### [GIVEN TEXT]
===============

# Airport Scam - DNATA



## chris_pook (Jul 8, 2014)

Hi, 

I returned to the Uk in April on a Emirates flight from DXB. Actually I flew with Qantas Airways. I took home a lot of kit from 3 years of travel in the region. I had to pay excess baggage fees through DNATA. At the check in there is a kiosk to pay excess baggage fees. The lady was just setting up when I arrived. She took my card, entered the amount, and I entered my pin, passing the machine back. She told me that the machine had not worked, and so we repeated the procedure. Again she told me it had not worked, and asked me to pay cash. I drew 1500AED from the cash point and paid. A month later, checking my card statements, I see that the card had worked on both occasions. unfortunately the receipt i had says 'paid by c/c'. i can prove that I paid twice - it shows on my cc statement. I cannot prove that i paid three times. My credit card company have tried to help, but drawn no joy. Emirates also. Qantas also. DNATA also. i guess I am just flagging this up to say 'be warned'. 

I am really annoyed, not least because when they say 'without proof we cannot help' it makes me feel like i am a criminal. Basically it has cost me the best part of £750 in excess baggage fees when it should have been £250. i genuinely do not know if the lady who works for DNATA in Departures scammed me, or if it was a mistake. i want to give her the benefit of the doubt. I do know that Emirates, DNATA, and Qantas have all be unhelpful.

i am minded to go to the police but is it worth £500?


----------



## Mclovin oo7 (Sep 25, 2012)

chris_pook said:


> Hi,
> 
> I returned to the Uk in April on a Emirates flight from DXB. Actually I flew with Qantas Airways. I took home a lot of kit from 3 years of travel in the region. I had to pay excess baggage fees through DNATA. At the check in there is a kiosk to pay excess baggage fees. The lady was just setting up when I arrived. She took my card, entered the amount, and I entered my pin, passing the machine back. She told me that the machine had not worked, and so we repeated the procedure. Again she told me it had not worked, and asked me to pay cash. I drew 1500AED from the cash point and paid. A month later, checking my card statements, I see that the card had worked on both occasions. unfortunately the receipt i had says 'paid by c/c'. i can prove that I paid twice - it shows on my cc statement. I cannot prove that i paid three times. My credit card company have tried to help, but drawn no joy. Emirates also. Qantas also. DNATA also. i guess I am just flagging this up to say 'be warned'.
> 
> ...


It does not seem like a scam as the money is still going to DNATA if you were provided with a cash receipt for the cash transaction. The DNATA rep at the counter can not pocket the CC transaction. Perhaps, the rep just did not know what the hell she was doing with your card.

If you talk to them and ask them to check their records, you should be able to get your money back. It might take long time though.


----------



## Gavtek (Aug 23, 2009)

Happens all the time here, fortunately on the occasions it's happened to me, I've had an instant SMS from my bank telling me the transaction has gone through. Always seems to happen at Carrefour in MoE for me.


----------

===============

### [EXERCISE REQUIREMENTS]
a) Answer these questions from the forum thread, each on its own line:
(i) How much cash did chris_pook draw from the cash point?
(ii) According to Mclovin oo7, who cannot pocket the credit card transaction?
(iii) Where does Gavtek say this always seems to happen?
b) Extract the passage of the forum thread starting with "It does not" and going on through "with your card.".

===============

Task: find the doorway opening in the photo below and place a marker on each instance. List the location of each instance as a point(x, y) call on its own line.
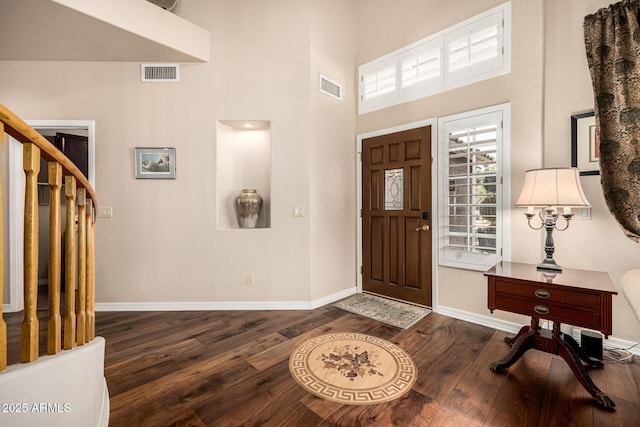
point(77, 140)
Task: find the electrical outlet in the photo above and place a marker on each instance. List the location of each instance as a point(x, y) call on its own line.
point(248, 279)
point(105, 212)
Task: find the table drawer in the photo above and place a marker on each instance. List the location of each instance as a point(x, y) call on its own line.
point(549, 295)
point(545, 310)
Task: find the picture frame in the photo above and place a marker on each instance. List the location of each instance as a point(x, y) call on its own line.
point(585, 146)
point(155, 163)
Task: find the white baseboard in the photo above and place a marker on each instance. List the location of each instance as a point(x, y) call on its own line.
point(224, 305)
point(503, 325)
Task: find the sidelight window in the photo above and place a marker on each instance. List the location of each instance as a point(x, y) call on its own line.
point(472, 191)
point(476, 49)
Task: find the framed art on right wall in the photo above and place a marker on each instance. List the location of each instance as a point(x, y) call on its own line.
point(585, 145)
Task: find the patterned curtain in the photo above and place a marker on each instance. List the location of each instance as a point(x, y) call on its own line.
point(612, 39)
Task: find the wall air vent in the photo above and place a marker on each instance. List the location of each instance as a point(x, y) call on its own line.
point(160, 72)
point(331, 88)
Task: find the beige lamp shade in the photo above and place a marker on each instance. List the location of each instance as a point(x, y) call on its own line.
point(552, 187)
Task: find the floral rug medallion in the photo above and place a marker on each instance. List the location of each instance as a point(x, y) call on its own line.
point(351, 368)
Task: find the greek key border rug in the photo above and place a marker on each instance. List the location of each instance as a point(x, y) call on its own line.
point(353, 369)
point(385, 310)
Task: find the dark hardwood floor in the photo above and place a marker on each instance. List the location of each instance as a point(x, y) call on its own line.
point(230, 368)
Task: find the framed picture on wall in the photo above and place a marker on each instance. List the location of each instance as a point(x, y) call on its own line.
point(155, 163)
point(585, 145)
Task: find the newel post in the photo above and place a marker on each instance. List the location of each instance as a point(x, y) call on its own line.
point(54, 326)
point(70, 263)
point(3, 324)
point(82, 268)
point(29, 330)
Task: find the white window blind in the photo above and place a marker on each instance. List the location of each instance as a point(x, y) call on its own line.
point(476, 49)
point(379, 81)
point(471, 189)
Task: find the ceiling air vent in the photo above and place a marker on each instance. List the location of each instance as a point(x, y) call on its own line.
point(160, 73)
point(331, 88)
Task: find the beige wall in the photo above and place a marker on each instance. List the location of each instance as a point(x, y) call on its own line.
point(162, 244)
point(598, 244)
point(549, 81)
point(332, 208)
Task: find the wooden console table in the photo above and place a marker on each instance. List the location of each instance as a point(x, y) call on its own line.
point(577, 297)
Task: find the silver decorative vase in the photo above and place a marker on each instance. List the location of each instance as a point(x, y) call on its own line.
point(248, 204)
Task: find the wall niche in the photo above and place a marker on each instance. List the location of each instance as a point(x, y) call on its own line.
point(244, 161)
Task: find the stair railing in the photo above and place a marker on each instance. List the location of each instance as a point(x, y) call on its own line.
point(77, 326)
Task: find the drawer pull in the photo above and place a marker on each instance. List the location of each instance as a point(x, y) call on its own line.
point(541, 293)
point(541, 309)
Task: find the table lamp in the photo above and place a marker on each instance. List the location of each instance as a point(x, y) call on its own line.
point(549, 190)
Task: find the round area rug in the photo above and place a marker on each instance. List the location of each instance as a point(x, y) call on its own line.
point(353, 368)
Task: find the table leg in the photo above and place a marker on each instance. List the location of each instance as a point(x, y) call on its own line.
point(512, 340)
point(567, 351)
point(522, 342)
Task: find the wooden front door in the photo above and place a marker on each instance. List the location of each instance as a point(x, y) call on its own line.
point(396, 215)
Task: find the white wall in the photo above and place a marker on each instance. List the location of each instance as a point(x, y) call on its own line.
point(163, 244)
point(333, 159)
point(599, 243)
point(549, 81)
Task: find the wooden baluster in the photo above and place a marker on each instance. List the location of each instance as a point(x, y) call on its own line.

===============

### [ANSWERS FOR THIS EXERCISE]
a)
(i) 1500AED
(ii) The DNATA rep at the counter
(iii) At Carrefour in MoE

b)
It does not seem like a scam as the money is still going to DNATA if you were provided with a cash receipt for the cash transaction. The DNATA rep at the counter can not pocket the CC transaction. Perhaps, the rep just did not know what the hell she was doing with your card.